**PROBLEM TO SOLVE**
The following entries are to be retyped in full, exactly as written.

[Items from a dataset]

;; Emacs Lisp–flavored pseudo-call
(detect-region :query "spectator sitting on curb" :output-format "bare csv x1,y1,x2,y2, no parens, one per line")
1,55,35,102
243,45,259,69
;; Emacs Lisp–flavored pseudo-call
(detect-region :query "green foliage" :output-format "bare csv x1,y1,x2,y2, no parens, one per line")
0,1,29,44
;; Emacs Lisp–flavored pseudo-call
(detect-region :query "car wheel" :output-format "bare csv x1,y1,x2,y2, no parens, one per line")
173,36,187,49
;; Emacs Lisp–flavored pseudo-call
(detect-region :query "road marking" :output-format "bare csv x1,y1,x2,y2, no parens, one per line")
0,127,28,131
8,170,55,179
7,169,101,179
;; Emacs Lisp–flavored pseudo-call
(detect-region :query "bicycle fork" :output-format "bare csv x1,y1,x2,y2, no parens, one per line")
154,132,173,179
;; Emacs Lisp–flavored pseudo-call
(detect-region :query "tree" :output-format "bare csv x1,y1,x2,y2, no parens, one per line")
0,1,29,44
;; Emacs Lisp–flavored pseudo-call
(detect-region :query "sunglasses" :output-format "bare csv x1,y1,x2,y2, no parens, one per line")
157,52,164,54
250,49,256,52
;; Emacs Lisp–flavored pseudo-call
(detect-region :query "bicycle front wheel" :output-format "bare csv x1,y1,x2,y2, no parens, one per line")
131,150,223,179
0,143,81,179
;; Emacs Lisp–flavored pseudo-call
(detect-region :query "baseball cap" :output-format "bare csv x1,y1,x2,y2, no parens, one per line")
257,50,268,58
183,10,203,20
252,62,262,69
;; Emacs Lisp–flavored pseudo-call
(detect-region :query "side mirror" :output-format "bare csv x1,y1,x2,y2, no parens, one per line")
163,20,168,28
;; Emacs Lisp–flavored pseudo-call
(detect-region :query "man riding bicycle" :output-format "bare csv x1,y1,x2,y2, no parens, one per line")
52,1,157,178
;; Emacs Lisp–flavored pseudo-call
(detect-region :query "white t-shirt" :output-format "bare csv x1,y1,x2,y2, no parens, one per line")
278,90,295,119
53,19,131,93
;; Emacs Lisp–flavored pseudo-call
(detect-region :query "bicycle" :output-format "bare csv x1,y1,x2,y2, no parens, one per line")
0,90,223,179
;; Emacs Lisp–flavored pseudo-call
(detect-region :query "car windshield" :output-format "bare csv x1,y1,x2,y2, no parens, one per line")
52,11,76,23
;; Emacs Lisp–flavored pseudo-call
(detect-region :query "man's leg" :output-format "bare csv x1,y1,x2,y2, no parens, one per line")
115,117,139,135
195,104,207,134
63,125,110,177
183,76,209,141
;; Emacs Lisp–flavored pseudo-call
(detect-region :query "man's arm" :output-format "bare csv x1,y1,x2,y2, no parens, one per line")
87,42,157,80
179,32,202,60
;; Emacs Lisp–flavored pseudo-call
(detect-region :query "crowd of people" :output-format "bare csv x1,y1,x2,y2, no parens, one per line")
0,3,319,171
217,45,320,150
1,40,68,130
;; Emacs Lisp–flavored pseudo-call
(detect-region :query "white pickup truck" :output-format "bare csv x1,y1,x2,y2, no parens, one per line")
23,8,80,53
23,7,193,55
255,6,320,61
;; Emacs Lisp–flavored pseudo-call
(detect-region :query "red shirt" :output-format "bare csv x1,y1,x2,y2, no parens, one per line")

**ANSWER SPACE**
;; Emacs Lisp–flavored pseudo-call
(detect-region :query "spectator sitting on curb" :output-format "bare csv x1,y1,x2,y2, no parens, one per line")
1,55,35,102
243,45,259,69
;; Emacs Lisp–flavored pseudo-call
(detect-region :query "green foliage" :output-format "bare csv x1,y1,x2,y2, no parens, one per line")
0,1,29,44
;; Emacs Lisp–flavored pseudo-call
(detect-region :query "car wheel" :output-format "bare csv x1,y1,x2,y2, no parens, one per line")
173,36,187,49
;; Emacs Lisp–flavored pseudo-call
(detect-region :query "road marking" :output-format "bare csv x1,y1,x2,y2, no parens, one per line")
0,127,28,131
8,170,55,179
7,169,101,179
;; Emacs Lisp–flavored pseudo-call
(detect-region :query "bicycle fork" :output-format "bare csv x1,y1,x2,y2, no parens, one per line")
154,132,173,179
;; Emacs Lisp–flavored pseudo-call
(detect-region :query "tree" :output-format "bare csv x1,y1,x2,y2, no parens, one per line")
0,1,29,44
;; Emacs Lisp–flavored pseudo-call
(detect-region :query "sunglasses" :output-format "bare csv x1,y1,x2,y2, no parens, one per line")
157,52,164,54
250,49,256,52
;; Emacs Lisp–flavored pseudo-call
(detect-region :query "bicycle front wheel" :output-format "bare csv x1,y1,x2,y2, no parens, one per line")
131,150,223,179
0,143,81,179
;; Emacs Lisp–flavored pseudo-call
(detect-region :query "baseball cap" :output-format "bare csv x1,y1,x2,y2, no parens, one per line")
257,50,268,58
183,10,203,20
252,62,262,69
;; Emacs Lisp–flavored pseudo-call
(detect-region :query "side mirror" :output-format "bare csv x1,y1,x2,y2, no parens, one per line")
163,20,168,28
;; Emacs Lisp–flavored pseudo-call
(detect-region :query "man riding bicycle" :output-format "bare csv x1,y1,x2,y2, no parens, one per line")
52,1,157,178
;; Emacs Lisp–flavored pseudo-call
(detect-region :query "white t-shirt" :output-format "bare csv x1,y1,x2,y2, no parens, one per line")
278,90,295,119
53,19,131,93
;; Emacs Lisp–flavored pseudo-call
(detect-region :query "bicycle" :output-format "bare csv x1,y1,x2,y2, no parens, one per line")
0,90,223,179
;; Emacs Lisp–flavored pseudo-call
(detect-region :query "car windshield" :output-format "bare csv x1,y1,x2,y2, no parens, one per line")
52,11,76,23
;; Emacs Lisp–flavored pseudo-call
(detect-region :query "man's leg" :output-format "bare csv x1,y1,x2,y2, no parens, one per line")
115,117,139,135
195,104,207,134
63,125,110,177
183,76,209,141
;; Emacs Lisp–flavored pseudo-call
(detect-region :query "man's arm" :output-format "bare csv x1,y1,x2,y2, no parens, one per line")
87,42,157,80
179,32,202,60
;; Emacs Lisp–flavored pseudo-call
(detect-region :query "crowd of people" :output-format "bare csv x1,y1,x2,y2, no parens, one per line")
0,3,319,171
217,45,320,150
1,40,68,130
;; Emacs Lisp–flavored pseudo-call
(detect-region :query "white pickup truck" :output-format "bare csv x1,y1,x2,y2, no parens, one per line")
23,8,80,53
23,7,193,55
255,6,320,61
;; Emacs Lisp–flavored pseudo-call
(detect-region :query "red shirt" :output-format "bare csv x1,y1,x2,y2, no parens, one per line")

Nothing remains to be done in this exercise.